>> begin Material for this task
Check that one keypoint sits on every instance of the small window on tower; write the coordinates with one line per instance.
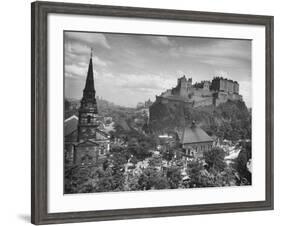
(88, 119)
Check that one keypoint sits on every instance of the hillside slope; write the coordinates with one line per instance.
(230, 120)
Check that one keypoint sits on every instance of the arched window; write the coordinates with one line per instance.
(88, 119)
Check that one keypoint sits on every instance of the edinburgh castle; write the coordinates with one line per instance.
(214, 92)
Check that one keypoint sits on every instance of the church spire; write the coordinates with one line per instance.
(89, 86)
(89, 92)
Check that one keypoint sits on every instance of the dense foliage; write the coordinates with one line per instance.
(230, 120)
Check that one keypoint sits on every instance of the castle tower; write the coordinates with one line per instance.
(88, 111)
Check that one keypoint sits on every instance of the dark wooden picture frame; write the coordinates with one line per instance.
(39, 82)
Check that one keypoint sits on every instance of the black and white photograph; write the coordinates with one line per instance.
(149, 112)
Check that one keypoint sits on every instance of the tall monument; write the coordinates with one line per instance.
(88, 111)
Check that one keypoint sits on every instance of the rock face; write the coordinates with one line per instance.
(230, 120)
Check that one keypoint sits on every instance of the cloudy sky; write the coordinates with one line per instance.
(133, 68)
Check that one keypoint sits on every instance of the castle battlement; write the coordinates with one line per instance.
(215, 92)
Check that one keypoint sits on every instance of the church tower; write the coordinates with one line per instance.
(88, 111)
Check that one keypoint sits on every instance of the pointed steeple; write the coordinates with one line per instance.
(89, 93)
(89, 86)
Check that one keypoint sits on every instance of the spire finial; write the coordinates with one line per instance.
(92, 52)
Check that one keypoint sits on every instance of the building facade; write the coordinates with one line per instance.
(84, 141)
(195, 141)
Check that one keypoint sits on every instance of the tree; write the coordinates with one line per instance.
(241, 163)
(174, 177)
(152, 179)
(215, 159)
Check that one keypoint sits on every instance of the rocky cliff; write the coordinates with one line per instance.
(230, 120)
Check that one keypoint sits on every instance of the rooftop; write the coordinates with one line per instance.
(70, 125)
(194, 134)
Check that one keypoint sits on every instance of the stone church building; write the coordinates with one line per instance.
(84, 142)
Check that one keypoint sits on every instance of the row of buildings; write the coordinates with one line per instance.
(86, 141)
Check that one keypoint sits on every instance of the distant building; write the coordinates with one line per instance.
(203, 93)
(84, 142)
(195, 141)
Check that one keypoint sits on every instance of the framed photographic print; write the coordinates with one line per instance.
(141, 112)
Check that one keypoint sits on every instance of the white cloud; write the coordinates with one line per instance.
(161, 40)
(88, 38)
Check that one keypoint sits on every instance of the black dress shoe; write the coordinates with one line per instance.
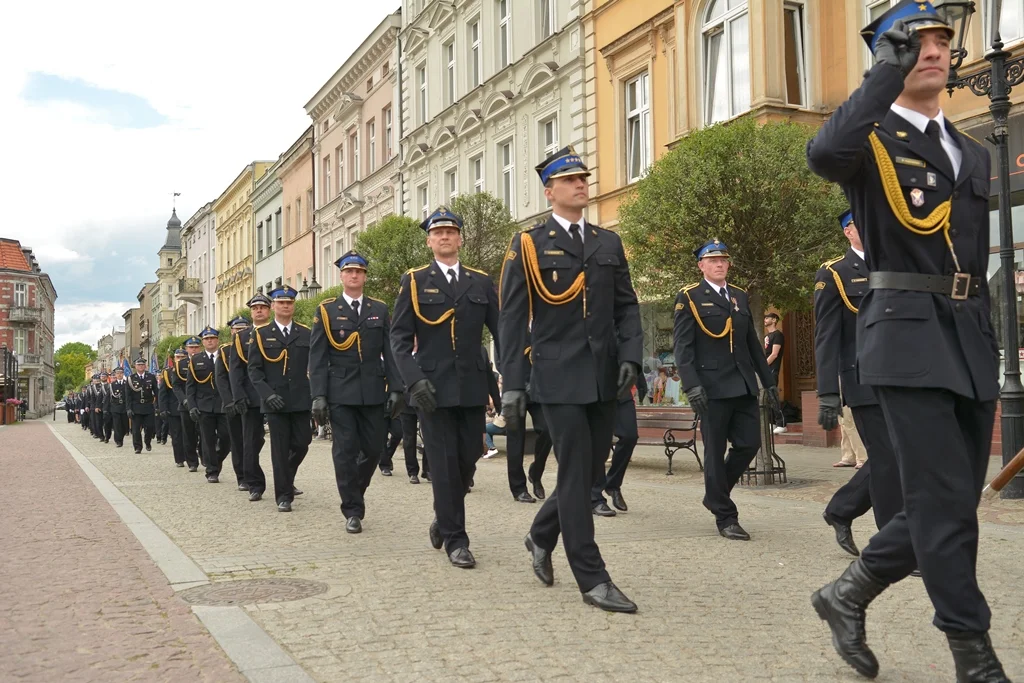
>> end Material for this task
**Your instructions**
Reproduce all of the material above word for word, leaving out the pictures.

**Completed exercise**
Check that one keypoint sits on every instance of the small window on tower; write the coordinates with one line per instance.
(88, 119)
Check that one keypoint sits on every instance of the hillside slope; write the coordinates with one line per instance.
(230, 120)
Check that one keypoint sits on every instance of the arched window; write the coordinates with one line per instance.
(88, 119)
Check that one keypoint sits on every instance of the edinburgh castle; write the coordinates with one line per instance.
(214, 92)
Check that one keypoint sits on every instance of the church spire; write the coordinates with one line per instance.
(89, 86)
(89, 92)
Check that one keypoint sits on every instance of the dense foliage; write the coordinates with one line per instance.
(230, 120)
Check that one keypoint sits on every instance of the castle tower; write the coordinates with one line per instance.
(88, 111)
Check that one keypoint sits on every instance of the dark wooden picture frame; write the coordinates with one line per instance.
(39, 82)
Check that one keypoint sits on every instance of the black and white photograph; write the coordinates with one line per instance.
(149, 112)
Check that one keypoint sits on every instance of the tall monument; write the coordinates with one line per instance.
(88, 111)
Check that one keypoint sits on every instance of the rock face; write the coordinates with one line per instance.
(230, 120)
Check that one keypoint sits on every instance of the cloudy sky; write the coordinates with one line per instance.
(133, 68)
Check that one keypoint sits on every instance of the castle battlement; write the coordinates with one line per instance.
(215, 92)
Check that one keypoint sits on every instance of the church tower; write the coordinates with one line per instance.
(88, 111)
Check that one keypoint sits on every instance of the pointed steeple; write the coordinates with one line per instance.
(89, 93)
(89, 86)
Check that one keypoint sits on every instance of the spire finial; write the coordinates with one line per instance.
(92, 52)
Check that one keypoint sits on every instance of the building facade; write the coordinates with one line per instance.
(84, 141)
(195, 141)
Check that one keypoint sits on every instance of the tree; write the coordinates with one line per instance.
(241, 163)
(174, 177)
(152, 179)
(215, 159)
Check that one keypoint sits on every instance of the rocky cliff; write the coordinates with one line per instance.
(230, 120)
Check that one keypoint sits on every instance of the rooftop; write the coordinates with one line per instance.
(70, 125)
(194, 134)
Check that one keypoint sits on every instance of the stone church building; write the coordinates with one line per instance.
(84, 142)
Check that one keypoint sits on every instance of the row of buildings; write the coordinates with one line per instance.
(86, 141)
Check that one keypoint sits on every instance of the distant building; write the coordinates with one line per instance.
(203, 93)
(84, 142)
(195, 141)
Check that one keypoint sits on every instance of the framed photographic print; write the coordinates with one line per instance.
(141, 112)
Check that one keypoint sits on every instance of the white cloud; write the coordinates with one line per instance.
(161, 40)
(88, 38)
Check that one keypoint sits on every instance of the black dress shoe; write the coordinates with one line per instance.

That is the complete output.